Datos de trabajo:
******************************

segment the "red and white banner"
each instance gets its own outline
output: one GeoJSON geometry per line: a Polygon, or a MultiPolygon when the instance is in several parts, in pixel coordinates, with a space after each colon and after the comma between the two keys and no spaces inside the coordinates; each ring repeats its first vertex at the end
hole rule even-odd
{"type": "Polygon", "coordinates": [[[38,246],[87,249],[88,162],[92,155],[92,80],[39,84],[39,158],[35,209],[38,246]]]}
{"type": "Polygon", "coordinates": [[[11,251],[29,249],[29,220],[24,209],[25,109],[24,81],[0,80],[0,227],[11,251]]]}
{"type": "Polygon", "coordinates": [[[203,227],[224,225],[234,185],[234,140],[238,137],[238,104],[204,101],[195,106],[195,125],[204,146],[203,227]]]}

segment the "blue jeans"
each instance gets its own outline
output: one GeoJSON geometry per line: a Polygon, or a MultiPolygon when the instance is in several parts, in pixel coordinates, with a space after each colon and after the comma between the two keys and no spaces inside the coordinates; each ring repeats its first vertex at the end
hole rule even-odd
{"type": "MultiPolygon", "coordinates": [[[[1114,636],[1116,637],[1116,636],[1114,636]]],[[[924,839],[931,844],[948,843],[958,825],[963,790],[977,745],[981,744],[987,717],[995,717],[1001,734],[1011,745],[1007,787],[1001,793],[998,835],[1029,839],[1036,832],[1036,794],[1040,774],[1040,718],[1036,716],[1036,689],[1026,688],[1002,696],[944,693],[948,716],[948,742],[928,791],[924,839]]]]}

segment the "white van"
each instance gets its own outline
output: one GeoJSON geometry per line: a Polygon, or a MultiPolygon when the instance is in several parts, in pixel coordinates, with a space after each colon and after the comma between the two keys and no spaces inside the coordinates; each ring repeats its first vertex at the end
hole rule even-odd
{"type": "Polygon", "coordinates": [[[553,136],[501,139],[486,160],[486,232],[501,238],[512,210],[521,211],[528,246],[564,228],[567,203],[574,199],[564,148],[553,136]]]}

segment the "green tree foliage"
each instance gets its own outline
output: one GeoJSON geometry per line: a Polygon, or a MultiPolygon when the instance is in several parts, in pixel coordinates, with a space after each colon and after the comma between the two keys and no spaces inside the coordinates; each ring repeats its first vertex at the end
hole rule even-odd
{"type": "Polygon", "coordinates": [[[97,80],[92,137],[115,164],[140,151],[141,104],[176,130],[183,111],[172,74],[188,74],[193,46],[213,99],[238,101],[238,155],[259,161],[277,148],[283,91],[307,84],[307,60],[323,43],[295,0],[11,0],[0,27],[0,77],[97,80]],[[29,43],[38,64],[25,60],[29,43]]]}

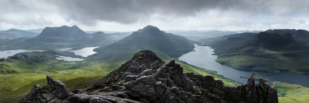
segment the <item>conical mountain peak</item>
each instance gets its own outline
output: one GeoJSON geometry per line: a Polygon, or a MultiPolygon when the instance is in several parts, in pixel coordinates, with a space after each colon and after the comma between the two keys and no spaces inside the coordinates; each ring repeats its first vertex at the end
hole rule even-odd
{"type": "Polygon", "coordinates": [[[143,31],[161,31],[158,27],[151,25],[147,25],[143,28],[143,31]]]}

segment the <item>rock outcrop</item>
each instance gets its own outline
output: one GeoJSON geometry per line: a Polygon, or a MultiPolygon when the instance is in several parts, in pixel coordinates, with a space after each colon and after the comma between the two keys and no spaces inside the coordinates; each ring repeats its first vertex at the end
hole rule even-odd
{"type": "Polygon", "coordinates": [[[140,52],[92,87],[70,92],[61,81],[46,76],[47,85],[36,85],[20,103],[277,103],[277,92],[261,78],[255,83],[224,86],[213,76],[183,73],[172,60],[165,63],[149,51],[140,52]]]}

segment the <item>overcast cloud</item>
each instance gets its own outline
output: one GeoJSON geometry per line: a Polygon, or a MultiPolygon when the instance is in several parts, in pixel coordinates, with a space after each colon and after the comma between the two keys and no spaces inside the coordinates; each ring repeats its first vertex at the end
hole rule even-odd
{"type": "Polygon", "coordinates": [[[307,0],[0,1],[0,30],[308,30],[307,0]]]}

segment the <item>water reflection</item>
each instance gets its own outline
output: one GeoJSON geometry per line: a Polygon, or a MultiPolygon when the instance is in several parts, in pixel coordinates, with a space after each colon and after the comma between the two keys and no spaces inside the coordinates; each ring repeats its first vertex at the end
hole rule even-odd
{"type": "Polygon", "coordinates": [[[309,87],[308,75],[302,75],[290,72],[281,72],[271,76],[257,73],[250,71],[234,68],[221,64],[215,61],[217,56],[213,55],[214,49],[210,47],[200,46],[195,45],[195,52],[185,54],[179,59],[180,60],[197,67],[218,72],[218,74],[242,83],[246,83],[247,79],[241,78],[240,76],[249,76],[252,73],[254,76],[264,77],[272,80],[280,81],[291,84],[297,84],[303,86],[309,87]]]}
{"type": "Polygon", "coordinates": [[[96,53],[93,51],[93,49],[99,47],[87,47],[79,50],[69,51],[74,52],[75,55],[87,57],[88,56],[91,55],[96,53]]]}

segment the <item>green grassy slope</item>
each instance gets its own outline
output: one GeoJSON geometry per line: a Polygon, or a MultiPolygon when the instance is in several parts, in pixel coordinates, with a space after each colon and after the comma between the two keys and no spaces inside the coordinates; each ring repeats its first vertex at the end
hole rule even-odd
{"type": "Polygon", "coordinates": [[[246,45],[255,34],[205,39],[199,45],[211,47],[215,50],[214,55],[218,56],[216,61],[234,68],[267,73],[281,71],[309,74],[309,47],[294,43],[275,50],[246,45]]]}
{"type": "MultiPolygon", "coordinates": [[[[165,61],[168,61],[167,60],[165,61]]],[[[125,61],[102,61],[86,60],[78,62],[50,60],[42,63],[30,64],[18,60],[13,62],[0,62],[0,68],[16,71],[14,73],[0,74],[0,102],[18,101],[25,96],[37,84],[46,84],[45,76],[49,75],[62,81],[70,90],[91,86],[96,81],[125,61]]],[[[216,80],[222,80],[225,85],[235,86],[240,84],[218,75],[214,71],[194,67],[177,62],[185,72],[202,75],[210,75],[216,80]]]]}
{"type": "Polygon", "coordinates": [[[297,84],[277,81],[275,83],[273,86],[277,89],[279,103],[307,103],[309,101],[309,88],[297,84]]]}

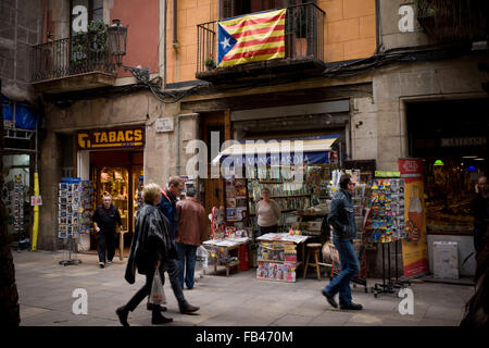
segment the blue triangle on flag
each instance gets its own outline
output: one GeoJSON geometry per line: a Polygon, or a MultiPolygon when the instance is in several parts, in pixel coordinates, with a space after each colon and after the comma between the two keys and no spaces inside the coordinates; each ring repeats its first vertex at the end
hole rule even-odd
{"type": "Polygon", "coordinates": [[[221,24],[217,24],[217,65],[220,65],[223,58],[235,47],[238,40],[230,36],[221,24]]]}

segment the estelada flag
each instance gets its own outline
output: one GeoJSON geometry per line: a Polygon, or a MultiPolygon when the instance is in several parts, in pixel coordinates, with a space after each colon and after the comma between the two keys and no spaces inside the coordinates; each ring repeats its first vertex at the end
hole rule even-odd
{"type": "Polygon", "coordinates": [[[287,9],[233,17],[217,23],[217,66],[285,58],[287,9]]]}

******************************

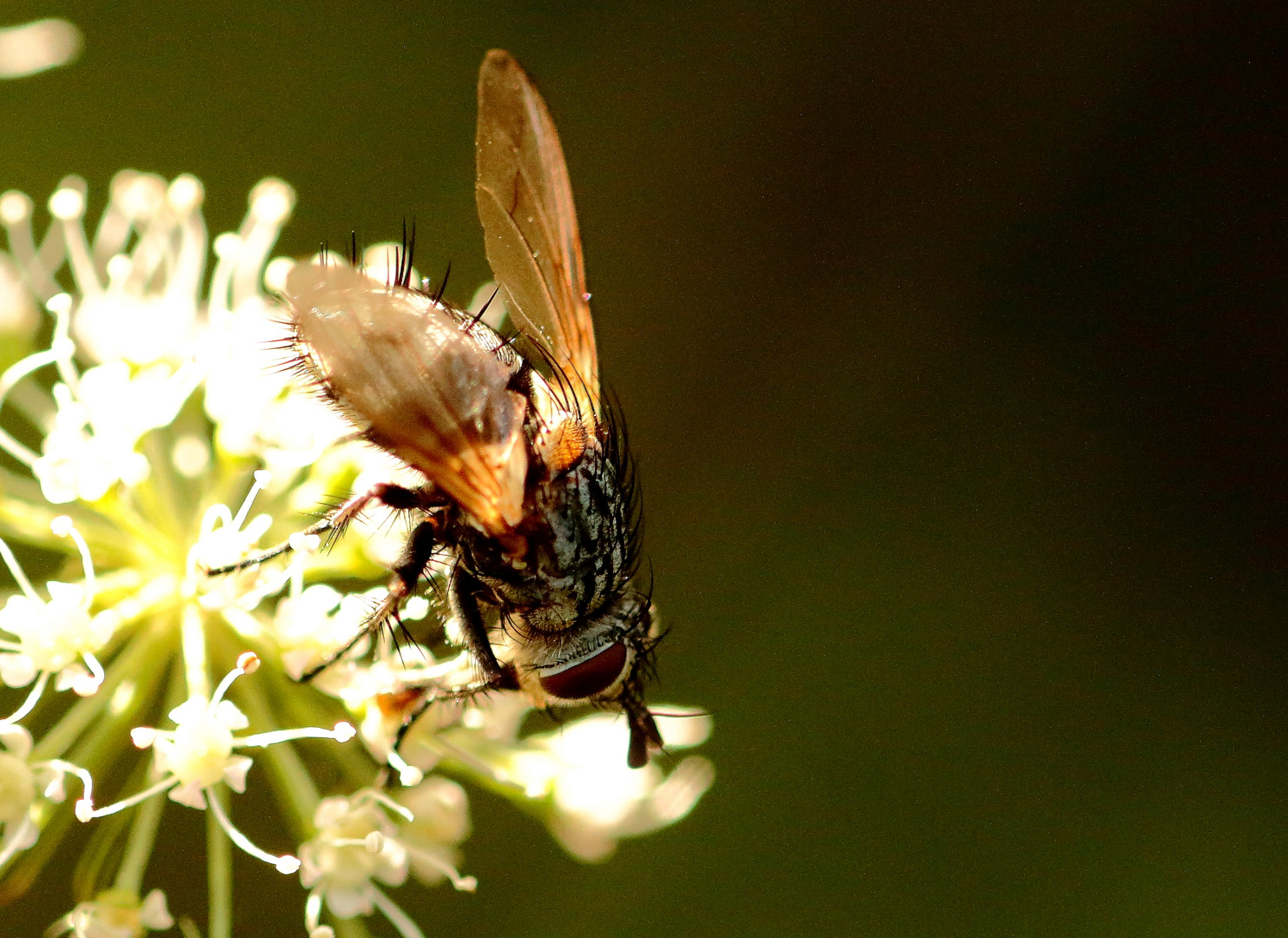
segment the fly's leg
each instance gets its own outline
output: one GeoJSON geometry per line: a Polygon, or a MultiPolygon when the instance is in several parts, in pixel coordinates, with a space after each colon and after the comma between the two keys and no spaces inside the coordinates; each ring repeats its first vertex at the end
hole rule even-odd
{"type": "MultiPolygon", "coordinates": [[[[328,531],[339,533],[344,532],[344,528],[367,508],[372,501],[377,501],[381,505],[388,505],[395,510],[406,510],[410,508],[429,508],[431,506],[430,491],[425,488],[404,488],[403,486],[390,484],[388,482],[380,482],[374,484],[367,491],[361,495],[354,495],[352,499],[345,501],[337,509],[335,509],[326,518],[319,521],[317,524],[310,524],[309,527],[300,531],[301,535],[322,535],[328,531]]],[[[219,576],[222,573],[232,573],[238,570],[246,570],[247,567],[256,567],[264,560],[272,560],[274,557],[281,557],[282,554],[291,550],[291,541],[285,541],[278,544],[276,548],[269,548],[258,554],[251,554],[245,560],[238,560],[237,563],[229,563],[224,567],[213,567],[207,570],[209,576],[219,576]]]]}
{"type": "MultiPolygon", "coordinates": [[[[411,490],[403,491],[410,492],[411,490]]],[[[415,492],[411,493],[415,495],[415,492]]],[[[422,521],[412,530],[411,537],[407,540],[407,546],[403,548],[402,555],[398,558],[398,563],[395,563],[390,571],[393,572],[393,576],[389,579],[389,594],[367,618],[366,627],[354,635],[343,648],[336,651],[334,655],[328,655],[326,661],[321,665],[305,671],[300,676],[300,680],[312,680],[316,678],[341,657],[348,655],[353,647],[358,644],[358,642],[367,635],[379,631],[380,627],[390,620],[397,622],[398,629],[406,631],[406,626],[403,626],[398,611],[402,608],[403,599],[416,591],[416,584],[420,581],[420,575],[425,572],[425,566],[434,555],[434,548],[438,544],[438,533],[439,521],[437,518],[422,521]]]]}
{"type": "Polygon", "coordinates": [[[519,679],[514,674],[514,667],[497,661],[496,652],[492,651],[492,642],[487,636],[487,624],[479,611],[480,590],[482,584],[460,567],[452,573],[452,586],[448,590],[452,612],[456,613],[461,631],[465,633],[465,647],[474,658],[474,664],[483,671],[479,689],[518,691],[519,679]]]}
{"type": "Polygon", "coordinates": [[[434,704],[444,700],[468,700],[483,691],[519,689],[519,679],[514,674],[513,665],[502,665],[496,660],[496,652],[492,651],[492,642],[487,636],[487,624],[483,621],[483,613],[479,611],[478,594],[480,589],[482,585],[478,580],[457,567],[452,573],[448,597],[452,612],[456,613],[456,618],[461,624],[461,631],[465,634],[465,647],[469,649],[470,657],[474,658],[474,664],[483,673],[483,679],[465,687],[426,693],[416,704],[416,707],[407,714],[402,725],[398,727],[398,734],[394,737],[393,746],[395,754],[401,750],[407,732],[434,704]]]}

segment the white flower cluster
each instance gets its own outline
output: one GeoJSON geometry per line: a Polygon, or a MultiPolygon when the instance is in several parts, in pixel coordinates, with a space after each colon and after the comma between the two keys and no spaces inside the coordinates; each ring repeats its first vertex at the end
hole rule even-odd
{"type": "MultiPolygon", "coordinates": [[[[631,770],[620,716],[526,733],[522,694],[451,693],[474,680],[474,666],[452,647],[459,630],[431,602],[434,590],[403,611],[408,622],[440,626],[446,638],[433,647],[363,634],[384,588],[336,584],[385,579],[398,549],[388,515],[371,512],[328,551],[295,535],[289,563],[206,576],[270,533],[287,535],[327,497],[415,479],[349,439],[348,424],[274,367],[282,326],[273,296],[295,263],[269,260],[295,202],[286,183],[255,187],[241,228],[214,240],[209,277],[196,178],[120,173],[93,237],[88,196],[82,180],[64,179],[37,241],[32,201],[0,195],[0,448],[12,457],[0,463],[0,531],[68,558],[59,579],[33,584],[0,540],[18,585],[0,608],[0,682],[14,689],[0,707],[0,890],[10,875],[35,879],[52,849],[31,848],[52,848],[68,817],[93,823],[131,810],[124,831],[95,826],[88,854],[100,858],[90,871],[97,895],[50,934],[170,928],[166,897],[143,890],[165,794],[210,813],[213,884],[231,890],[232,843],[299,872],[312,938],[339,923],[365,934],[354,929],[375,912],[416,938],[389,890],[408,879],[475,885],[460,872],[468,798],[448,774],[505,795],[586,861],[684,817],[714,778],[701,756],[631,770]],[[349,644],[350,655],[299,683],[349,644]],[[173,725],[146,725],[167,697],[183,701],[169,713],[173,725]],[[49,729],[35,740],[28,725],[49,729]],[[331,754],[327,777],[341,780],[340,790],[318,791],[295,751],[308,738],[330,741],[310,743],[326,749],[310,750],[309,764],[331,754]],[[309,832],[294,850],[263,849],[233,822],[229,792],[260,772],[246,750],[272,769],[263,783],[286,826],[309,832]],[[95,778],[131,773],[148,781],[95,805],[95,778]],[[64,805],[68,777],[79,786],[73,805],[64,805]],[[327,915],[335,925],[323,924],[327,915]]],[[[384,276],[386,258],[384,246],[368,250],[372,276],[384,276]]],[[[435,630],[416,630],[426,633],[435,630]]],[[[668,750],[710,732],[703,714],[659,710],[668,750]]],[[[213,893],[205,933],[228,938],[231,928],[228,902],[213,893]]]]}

******************************

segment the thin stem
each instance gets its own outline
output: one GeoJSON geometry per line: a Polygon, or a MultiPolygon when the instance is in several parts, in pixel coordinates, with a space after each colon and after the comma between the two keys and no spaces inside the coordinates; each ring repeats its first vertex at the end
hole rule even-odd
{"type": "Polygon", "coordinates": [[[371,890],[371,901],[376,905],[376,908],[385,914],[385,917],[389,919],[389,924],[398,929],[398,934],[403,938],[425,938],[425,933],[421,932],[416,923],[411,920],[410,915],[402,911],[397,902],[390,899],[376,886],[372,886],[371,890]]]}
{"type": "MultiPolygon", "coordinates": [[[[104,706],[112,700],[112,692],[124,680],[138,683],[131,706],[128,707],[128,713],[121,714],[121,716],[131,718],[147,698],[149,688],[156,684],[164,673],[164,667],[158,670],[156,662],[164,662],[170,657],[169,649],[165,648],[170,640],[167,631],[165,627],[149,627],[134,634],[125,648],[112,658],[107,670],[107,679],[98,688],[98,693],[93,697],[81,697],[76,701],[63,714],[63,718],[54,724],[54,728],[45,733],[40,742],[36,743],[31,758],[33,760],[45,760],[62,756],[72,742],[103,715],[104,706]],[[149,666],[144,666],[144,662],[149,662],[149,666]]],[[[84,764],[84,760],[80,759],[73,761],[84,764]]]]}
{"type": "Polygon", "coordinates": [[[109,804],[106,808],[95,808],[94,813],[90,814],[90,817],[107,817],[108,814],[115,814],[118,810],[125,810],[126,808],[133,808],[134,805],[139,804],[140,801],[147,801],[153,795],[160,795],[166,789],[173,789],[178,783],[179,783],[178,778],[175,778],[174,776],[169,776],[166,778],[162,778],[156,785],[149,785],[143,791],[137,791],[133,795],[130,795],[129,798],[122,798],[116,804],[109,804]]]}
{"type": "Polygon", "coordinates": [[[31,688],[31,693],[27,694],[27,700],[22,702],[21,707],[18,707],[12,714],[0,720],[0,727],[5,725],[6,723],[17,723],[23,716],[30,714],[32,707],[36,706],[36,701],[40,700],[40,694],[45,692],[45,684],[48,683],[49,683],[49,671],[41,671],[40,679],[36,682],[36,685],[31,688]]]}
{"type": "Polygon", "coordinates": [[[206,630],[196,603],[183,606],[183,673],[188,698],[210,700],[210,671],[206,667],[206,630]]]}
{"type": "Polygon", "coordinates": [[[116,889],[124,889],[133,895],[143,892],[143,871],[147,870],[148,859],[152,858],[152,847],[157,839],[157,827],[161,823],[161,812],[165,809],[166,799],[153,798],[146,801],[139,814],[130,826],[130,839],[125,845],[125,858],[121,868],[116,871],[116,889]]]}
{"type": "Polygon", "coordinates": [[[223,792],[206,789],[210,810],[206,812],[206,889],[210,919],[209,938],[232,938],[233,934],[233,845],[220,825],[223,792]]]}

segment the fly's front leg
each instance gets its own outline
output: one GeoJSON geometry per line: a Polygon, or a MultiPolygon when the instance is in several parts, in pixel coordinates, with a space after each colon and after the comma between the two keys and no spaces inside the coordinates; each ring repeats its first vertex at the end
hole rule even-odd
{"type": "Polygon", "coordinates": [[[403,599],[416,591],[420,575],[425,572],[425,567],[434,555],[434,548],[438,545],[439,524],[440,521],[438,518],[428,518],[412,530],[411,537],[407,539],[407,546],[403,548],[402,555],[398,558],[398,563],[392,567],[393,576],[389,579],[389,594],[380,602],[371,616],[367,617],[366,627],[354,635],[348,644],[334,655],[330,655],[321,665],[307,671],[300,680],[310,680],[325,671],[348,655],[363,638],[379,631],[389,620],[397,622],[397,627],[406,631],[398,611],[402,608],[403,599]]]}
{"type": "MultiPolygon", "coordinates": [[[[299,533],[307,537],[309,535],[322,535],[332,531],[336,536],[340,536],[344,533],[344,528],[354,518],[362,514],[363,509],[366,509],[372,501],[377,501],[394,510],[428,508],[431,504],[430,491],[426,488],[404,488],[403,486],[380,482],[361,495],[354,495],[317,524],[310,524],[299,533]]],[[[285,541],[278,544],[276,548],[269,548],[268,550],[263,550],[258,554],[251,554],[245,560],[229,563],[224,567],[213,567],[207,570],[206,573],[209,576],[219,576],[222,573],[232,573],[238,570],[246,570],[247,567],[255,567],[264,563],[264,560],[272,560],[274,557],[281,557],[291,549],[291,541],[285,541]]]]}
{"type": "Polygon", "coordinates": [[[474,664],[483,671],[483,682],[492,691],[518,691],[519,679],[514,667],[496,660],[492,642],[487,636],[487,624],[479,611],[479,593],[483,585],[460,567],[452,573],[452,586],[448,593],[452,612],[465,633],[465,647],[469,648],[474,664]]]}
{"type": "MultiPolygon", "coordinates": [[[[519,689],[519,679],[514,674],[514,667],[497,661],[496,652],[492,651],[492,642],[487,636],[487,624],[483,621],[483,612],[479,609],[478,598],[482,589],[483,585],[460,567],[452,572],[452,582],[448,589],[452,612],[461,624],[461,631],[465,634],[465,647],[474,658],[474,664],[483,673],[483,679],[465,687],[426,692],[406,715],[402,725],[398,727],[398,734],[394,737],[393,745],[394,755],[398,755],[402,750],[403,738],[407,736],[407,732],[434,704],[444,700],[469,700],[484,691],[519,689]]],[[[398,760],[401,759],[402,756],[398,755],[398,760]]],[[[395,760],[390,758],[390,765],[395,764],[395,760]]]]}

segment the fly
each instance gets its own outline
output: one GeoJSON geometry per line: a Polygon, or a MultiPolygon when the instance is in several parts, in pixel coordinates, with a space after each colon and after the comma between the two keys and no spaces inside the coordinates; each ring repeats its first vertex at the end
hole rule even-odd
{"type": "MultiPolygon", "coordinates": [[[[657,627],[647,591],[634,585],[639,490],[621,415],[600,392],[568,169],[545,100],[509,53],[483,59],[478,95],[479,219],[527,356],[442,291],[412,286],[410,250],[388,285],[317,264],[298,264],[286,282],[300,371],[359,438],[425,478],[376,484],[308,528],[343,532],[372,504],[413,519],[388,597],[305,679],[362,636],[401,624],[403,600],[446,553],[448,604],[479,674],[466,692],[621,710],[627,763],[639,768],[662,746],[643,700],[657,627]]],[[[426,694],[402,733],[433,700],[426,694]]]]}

******************************

Instrucciones: Selecciona en los datos anteriores cada línea donde aparezca la palabra "flag" y cópiala tal cual.

Resultado:
segment the blue triangle on flag
segment the estelada flag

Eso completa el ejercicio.